WHAT IS EXPECTED
Lay out the material from its first line through the line holding "40 299 L 45", inclusive, as a JSON list of strings with one string per line and blank lines left out.

Segmentation dataset records
## Start
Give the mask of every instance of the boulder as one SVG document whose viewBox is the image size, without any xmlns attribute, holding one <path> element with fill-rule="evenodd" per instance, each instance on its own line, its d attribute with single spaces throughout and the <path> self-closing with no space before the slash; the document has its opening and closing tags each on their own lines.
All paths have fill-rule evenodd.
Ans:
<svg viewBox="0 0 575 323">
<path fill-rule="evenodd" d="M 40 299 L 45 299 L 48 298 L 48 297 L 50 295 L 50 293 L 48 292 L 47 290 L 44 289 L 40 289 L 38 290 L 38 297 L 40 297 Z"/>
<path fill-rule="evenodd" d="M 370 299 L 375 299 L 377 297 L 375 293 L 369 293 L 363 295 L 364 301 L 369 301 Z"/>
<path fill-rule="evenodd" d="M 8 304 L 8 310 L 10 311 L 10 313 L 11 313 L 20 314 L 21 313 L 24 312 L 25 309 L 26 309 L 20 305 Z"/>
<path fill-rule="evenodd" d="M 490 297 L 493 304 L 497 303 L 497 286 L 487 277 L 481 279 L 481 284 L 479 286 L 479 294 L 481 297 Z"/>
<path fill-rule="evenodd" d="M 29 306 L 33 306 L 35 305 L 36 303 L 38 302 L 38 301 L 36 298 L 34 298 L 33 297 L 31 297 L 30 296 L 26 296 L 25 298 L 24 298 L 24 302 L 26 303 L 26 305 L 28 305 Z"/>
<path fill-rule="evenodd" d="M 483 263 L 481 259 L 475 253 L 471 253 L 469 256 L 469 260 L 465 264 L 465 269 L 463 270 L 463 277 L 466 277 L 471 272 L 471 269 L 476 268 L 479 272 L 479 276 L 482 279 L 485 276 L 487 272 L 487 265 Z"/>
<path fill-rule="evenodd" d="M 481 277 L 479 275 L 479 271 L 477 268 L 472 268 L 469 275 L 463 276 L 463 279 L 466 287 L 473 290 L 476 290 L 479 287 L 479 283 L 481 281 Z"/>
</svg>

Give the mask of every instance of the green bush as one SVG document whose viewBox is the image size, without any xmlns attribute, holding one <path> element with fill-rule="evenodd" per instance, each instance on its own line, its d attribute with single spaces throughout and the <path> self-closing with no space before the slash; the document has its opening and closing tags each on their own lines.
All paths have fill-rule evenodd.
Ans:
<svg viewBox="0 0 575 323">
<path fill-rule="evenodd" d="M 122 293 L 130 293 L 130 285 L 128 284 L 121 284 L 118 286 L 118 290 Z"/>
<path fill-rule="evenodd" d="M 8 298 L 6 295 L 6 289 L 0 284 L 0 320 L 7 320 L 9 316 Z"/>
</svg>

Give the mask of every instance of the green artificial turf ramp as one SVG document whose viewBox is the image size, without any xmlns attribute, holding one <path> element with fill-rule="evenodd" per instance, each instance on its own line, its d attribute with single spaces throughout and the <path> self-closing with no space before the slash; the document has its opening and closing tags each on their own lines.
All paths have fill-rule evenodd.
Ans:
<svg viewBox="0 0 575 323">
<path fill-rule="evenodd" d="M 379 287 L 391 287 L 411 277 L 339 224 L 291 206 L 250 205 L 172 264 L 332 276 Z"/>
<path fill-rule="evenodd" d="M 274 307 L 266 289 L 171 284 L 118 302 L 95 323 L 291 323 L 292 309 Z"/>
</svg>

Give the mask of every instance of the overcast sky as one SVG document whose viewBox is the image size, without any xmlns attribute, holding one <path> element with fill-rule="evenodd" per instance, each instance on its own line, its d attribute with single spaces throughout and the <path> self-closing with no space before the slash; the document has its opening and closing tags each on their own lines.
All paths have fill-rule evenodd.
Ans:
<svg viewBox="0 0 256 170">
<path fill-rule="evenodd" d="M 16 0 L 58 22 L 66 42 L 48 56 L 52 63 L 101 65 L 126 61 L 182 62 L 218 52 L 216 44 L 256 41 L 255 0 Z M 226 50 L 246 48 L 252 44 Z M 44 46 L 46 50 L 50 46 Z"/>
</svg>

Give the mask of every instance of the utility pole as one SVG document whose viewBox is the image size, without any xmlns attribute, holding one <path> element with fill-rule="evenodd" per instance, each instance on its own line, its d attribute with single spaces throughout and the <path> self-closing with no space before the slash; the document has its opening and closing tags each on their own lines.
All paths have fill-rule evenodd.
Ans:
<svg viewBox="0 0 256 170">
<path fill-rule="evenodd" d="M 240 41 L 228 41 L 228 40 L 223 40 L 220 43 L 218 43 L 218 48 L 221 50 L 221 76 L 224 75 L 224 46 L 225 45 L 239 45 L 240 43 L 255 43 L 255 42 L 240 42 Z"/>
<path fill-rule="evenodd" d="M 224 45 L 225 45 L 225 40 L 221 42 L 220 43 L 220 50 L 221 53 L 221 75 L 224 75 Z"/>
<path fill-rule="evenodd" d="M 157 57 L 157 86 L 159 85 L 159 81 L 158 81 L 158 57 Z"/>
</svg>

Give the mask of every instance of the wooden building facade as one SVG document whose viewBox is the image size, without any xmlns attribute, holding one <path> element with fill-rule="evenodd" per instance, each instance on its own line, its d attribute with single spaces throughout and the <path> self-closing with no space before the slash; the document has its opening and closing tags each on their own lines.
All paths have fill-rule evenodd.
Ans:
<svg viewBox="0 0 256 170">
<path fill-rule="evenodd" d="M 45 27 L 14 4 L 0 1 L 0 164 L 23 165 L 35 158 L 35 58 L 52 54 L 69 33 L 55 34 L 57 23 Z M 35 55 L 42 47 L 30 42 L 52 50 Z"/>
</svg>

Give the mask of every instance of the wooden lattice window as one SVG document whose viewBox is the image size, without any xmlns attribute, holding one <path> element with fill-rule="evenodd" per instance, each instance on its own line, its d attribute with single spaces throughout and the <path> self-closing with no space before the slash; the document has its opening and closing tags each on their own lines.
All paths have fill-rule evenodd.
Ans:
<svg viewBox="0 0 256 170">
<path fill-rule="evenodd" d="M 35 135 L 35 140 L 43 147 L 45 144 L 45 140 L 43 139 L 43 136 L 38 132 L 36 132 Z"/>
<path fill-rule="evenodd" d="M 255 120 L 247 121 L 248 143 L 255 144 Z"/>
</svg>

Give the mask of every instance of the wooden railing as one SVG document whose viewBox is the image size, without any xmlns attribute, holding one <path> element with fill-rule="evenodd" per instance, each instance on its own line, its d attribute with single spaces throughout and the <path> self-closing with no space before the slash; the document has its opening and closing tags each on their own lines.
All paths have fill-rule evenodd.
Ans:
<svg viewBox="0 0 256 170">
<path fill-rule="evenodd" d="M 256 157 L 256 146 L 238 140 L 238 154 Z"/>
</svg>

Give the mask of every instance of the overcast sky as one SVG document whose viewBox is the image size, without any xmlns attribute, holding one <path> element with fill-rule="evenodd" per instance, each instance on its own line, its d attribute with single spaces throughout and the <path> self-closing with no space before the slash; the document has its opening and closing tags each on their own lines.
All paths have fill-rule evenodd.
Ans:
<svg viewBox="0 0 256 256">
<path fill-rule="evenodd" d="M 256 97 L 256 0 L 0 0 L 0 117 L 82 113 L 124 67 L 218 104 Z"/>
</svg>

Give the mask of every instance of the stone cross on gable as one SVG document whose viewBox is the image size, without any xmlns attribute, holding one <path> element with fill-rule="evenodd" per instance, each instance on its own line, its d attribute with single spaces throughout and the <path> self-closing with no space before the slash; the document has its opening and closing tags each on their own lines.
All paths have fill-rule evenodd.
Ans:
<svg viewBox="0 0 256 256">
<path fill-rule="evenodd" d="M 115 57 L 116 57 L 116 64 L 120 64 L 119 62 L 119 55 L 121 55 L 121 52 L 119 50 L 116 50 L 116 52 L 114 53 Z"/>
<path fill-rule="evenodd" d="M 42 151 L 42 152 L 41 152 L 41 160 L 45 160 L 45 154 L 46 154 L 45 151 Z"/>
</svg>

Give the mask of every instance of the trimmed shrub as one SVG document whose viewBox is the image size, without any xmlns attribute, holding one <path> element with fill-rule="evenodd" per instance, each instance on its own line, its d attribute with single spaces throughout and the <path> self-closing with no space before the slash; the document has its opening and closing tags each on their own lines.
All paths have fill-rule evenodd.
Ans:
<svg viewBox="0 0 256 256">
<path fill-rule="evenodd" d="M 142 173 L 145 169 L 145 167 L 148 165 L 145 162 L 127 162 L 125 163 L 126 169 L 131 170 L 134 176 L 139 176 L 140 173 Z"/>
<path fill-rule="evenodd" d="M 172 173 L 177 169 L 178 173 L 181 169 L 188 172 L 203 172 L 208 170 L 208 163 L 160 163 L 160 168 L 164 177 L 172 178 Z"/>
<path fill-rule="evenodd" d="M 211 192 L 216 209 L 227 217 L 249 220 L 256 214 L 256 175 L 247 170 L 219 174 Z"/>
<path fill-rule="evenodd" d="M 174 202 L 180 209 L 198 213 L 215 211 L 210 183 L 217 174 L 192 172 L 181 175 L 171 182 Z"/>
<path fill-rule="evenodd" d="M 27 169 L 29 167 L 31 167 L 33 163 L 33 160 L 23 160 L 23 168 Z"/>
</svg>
## End
EXERCISE ANSWER
[
  "Give the mask of every instance of the boulder as one SVG document whose viewBox is the image size, without any xmlns attribute, holding one <path> element with fill-rule=\"evenodd\" per instance, each instance on its own line, its d attribute with single spaces throughout and the <path> self-closing with no space before the slash; the document has its opening and closing tags each on their own lines.",
  "All paths have fill-rule evenodd.",
  "Ans:",
  "<svg viewBox=\"0 0 575 323\">",
  "<path fill-rule=\"evenodd\" d=\"M 40 299 L 45 299 L 48 298 L 48 297 L 50 295 L 50 293 L 48 292 L 47 290 L 44 289 L 40 289 L 38 290 L 38 297 L 40 297 Z\"/>"
]